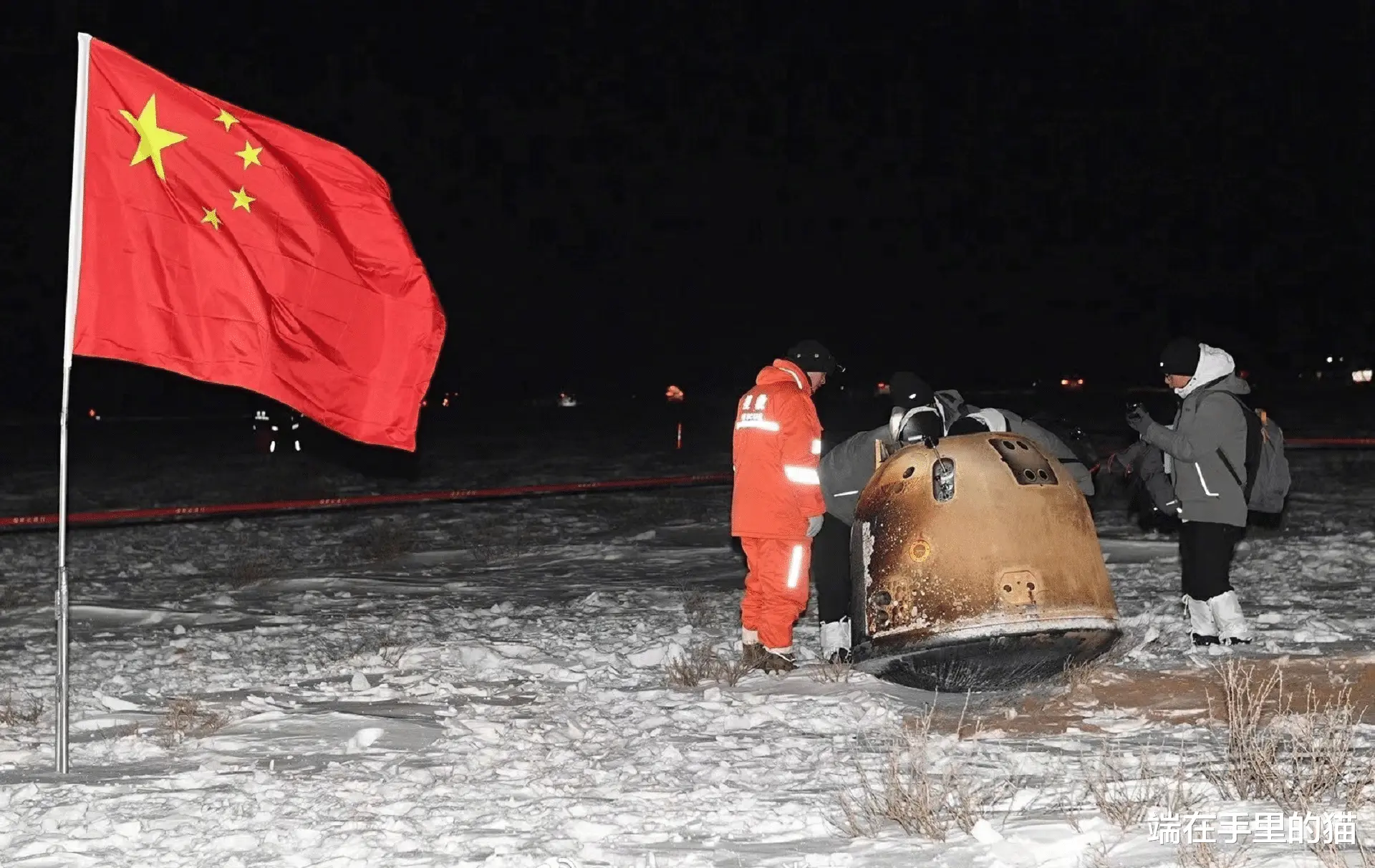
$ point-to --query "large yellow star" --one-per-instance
(152, 138)
(249, 155)
(242, 200)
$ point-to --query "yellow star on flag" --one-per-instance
(242, 200)
(249, 155)
(152, 138)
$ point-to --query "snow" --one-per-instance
(497, 695)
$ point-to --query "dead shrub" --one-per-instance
(700, 663)
(729, 672)
(376, 640)
(387, 541)
(915, 794)
(1300, 758)
(17, 713)
(9, 597)
(1124, 794)
(698, 607)
(696, 665)
(188, 718)
(825, 672)
(1207, 854)
(249, 570)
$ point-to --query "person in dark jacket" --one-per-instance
(959, 417)
(846, 468)
(1205, 451)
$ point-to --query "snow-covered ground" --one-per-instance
(487, 684)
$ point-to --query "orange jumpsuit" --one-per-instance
(776, 449)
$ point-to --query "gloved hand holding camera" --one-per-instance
(1139, 418)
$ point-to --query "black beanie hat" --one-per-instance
(1180, 357)
(811, 357)
(910, 391)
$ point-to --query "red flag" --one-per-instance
(236, 249)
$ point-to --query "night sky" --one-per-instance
(617, 196)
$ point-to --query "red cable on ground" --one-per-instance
(105, 516)
(372, 500)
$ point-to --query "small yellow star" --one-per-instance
(242, 200)
(152, 138)
(249, 155)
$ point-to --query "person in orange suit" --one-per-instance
(776, 506)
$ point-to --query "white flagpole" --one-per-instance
(59, 747)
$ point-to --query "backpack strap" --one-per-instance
(1253, 454)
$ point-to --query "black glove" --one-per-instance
(1139, 418)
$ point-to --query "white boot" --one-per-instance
(1231, 624)
(1202, 625)
(835, 640)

YOUR GOAL
Only the text of the records above is to be reproduced, exactly as given; the pictures are dropped.

WRITTEN ANSWER
$ point-to --query "large yellow star" --one-per-instance
(152, 138)
(249, 155)
(242, 200)
$ point-to --query "yellow star on flag" --one-per-instance
(242, 200)
(249, 155)
(152, 138)
$ point-to --query "snow" --one-per-instance
(497, 695)
$ point-to --query "dead shrub" --one-per-instance
(700, 663)
(729, 672)
(376, 640)
(387, 541)
(915, 794)
(1300, 758)
(17, 713)
(9, 597)
(1124, 794)
(698, 607)
(696, 665)
(188, 718)
(825, 672)
(1207, 854)
(249, 570)
$ point-to --query "person in dark jacket" --one-per-instance
(959, 417)
(846, 468)
(1205, 451)
$ point-to --query "snow-covered ground" --one-per-instance
(487, 684)
$ point-to --query "orange jumpsuit" --one-per-instance
(776, 449)
$ point-to --query "gloved hand holding camera" --one-per-instance
(1139, 418)
$ point-to --query "black beanie hat" --one-per-instance
(1180, 357)
(811, 357)
(910, 391)
$ point-to --query "red flag" --one-per-instance
(236, 249)
$ point-to --query "night sky" --one-per-instance
(617, 196)
$ point-to --query "red cable on ground" --one-per-instance
(105, 516)
(372, 500)
$ point-to --query "small yellow star" --one-per-instance
(242, 200)
(152, 138)
(249, 155)
$ point-to --query "person in orange suit" --one-per-instance
(776, 506)
$ point-to --query "white flagpole" --one-per-instance
(59, 747)
$ point-to --query "backpack strap" --one-per-instance
(1253, 454)
$ point-to --query "black glove" --one-per-instance
(1139, 418)
$ point-to --query "white boot" --one-per-instance
(1231, 624)
(1202, 625)
(835, 640)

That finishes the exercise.